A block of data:
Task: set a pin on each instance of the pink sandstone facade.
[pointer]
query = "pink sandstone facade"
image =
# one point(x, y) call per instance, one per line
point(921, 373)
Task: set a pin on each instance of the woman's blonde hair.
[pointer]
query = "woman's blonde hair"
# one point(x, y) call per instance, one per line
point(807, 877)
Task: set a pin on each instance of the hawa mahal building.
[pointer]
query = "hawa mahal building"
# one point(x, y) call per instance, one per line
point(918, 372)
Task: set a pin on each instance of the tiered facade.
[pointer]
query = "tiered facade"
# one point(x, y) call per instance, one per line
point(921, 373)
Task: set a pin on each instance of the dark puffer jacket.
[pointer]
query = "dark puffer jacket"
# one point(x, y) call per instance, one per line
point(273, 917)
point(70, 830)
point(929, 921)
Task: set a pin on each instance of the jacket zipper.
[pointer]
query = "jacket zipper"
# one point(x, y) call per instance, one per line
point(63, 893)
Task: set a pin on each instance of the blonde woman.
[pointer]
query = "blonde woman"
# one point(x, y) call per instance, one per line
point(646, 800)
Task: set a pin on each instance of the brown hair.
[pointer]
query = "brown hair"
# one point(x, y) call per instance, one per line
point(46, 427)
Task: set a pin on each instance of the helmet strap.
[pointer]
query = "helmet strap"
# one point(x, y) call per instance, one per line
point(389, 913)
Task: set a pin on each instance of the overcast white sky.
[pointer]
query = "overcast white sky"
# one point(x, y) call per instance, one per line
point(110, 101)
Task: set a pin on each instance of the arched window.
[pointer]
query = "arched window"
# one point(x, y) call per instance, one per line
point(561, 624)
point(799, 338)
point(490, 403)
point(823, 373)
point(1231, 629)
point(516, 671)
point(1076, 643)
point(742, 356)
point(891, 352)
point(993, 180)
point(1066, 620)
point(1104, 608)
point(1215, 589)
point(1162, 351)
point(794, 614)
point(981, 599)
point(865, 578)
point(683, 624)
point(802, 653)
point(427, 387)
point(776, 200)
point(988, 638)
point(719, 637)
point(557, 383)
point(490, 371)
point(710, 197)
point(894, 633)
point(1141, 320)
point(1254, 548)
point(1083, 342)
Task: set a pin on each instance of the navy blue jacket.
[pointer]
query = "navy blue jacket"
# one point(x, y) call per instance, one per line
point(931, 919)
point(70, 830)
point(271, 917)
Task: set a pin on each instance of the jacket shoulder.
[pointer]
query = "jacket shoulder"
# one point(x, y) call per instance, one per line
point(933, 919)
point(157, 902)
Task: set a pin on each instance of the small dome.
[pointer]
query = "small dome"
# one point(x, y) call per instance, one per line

- _SET PROBLEM_:
Recast all of the rows above as a JSON list of strings, with one string per line and blank lines omitted.

- _EXERCISE OUTPUT_:
[
  "Task: set a pin on each instance of the pink sandstone facade.",
  "[pointer]",
  "query = \"pink sandstone facade\"",
  "image =",
  "# one point(x, y) call per instance, one per line",
  "point(921, 373)",
  "Task: set a pin on each instance of the woman's blonde hair.",
  "[pointer]",
  "query = \"woman's blonde hair\"",
  "# one point(x, y) call per instance, one per line",
  "point(807, 877)",
  "Task: set a pin on each instance of the hawa mahal building.",
  "[pointer]",
  "query = \"hawa mahal building\"",
  "# one point(x, y) call per instance, one per line",
  "point(918, 372)",
  "Task: set a pin on each instance of the tiered facade.",
  "[pointer]",
  "query = \"tiered facade\"",
  "# one point(x, y) call per instance, one per line",
  "point(921, 373)",
  "Task: set a pin on each instance of the dark puffer jacket.",
  "[pointer]",
  "query = \"dark puffer jacket\"",
  "# one point(x, y) call per instance, one per line",
  "point(273, 917)",
  "point(70, 830)",
  "point(929, 921)",
  "Task: set a pin on each instance of the jacket zipper.",
  "[pointer]",
  "query = \"jacket zipper\"",
  "# one point(x, y) call per instance, one per line",
  "point(63, 893)",
  "Task: set a pin on each instance of the blonde woman.",
  "[pointer]",
  "query = \"blonde woman\"",
  "# one point(x, y) call per instance, one per line",
  "point(646, 800)",
  "Task: set a pin on each instance of the brown hair.",
  "[pointer]",
  "query = \"brown hair\"",
  "# one point(x, y) call per instance, one per line",
  "point(46, 427)",
  "Task: set a pin on each instance of the helmet strap.",
  "[pointer]",
  "query = \"helmet strap\"",
  "# one point(x, y) call per instance, one per line",
  "point(389, 913)",
  "Task: set a pin on each instance of the overcast white sky.",
  "[pointer]",
  "query = \"overcast white sky\"",
  "# one point(x, y) call per instance, one per line",
  "point(110, 101)",
  "Task: set a pin on each instance of the arched window.",
  "[pointer]",
  "query = \"arched window\"",
  "# one point(x, y) call per instance, one per line",
  "point(561, 624)",
  "point(799, 338)",
  "point(490, 403)",
  "point(823, 373)",
  "point(1231, 629)",
  "point(516, 671)",
  "point(1076, 643)",
  "point(742, 356)",
  "point(891, 352)",
  "point(993, 180)",
  "point(1066, 620)",
  "point(1104, 608)",
  "point(1215, 589)",
  "point(1162, 351)",
  "point(794, 614)",
  "point(981, 599)",
  "point(865, 578)",
  "point(683, 624)",
  "point(802, 653)",
  "point(427, 387)",
  "point(776, 200)",
  "point(988, 638)",
  "point(719, 637)",
  "point(557, 383)",
  "point(490, 371)",
  "point(710, 197)",
  "point(894, 633)",
  "point(1141, 320)",
  "point(1254, 548)",
  "point(1083, 342)",
  "Task: set a pin on each instance of the navy blue jacket.",
  "[pointer]",
  "query = \"navy blue jacket\"",
  "# one point(x, y) call per instance, one per line",
  "point(931, 919)",
  "point(70, 830)",
  "point(271, 917)",
  "Task: set a pin on each instance of the jacket shoulder.",
  "[pointer]",
  "query = \"jacket shoulder\"",
  "# one point(x, y) call per instance, one per line",
  "point(933, 919)",
  "point(157, 902)",
  "Task: set a pin on each instance of the small dome.",
  "[pointer]",
  "query = \"small dome\"",
  "# one point(x, y) call per instance, one per line"
]